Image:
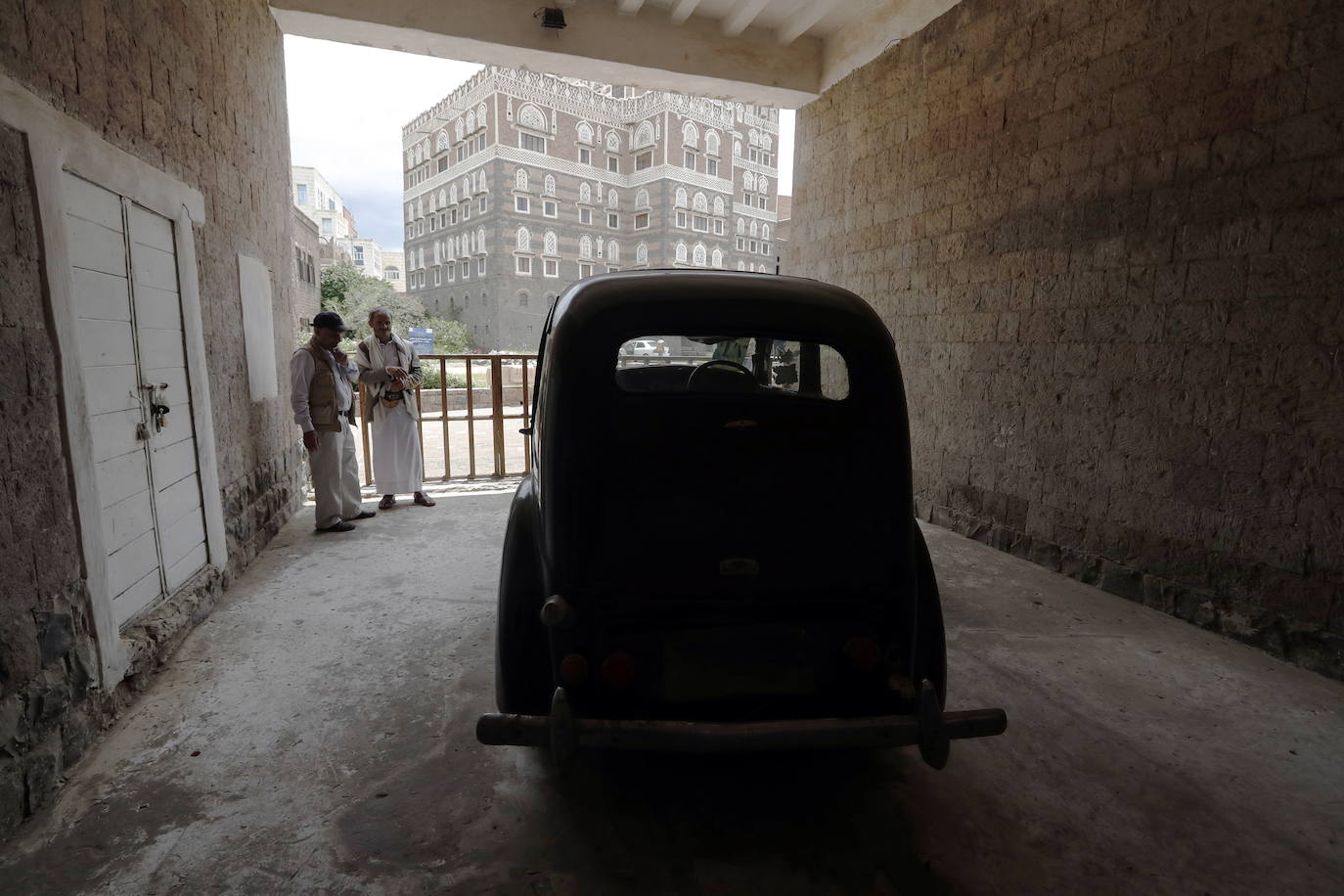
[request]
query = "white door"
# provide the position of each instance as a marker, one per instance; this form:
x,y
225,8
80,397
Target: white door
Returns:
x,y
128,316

::::

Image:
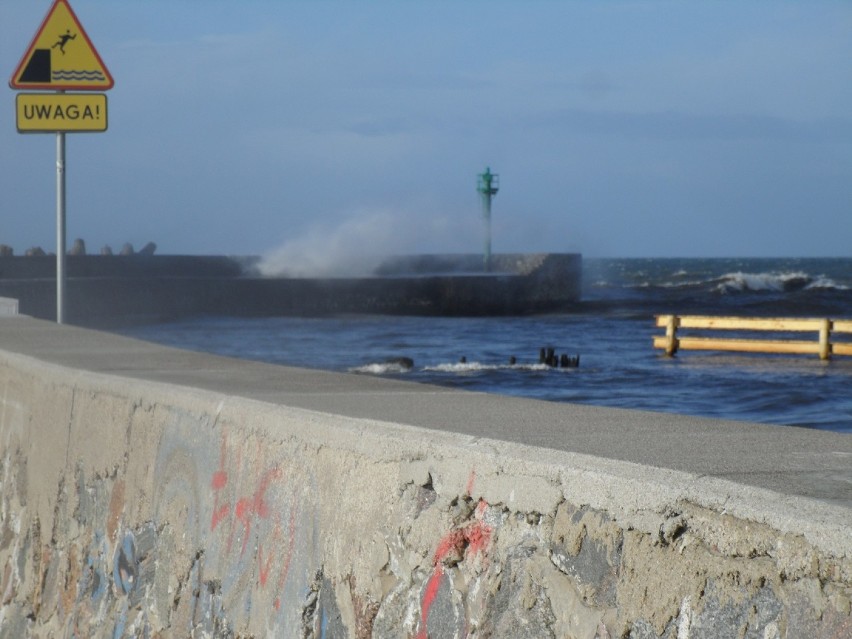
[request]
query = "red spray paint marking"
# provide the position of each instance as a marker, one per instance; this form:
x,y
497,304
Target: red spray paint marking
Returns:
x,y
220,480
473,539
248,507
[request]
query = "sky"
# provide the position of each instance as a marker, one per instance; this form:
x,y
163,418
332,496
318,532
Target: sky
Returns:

::::

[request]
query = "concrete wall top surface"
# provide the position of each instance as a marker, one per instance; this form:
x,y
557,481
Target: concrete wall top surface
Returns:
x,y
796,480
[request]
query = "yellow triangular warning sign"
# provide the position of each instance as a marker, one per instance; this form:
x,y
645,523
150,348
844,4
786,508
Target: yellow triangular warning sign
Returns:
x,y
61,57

::::

=== Work instructions ===
Within the data above, filter for lines containing the word "query" and copy each one.

=== Exercise result ===
query = "white door"
query = "red spray paint marking"
query = "sky"
query = "concrete wall top surface"
query = "yellow triangular warning sign"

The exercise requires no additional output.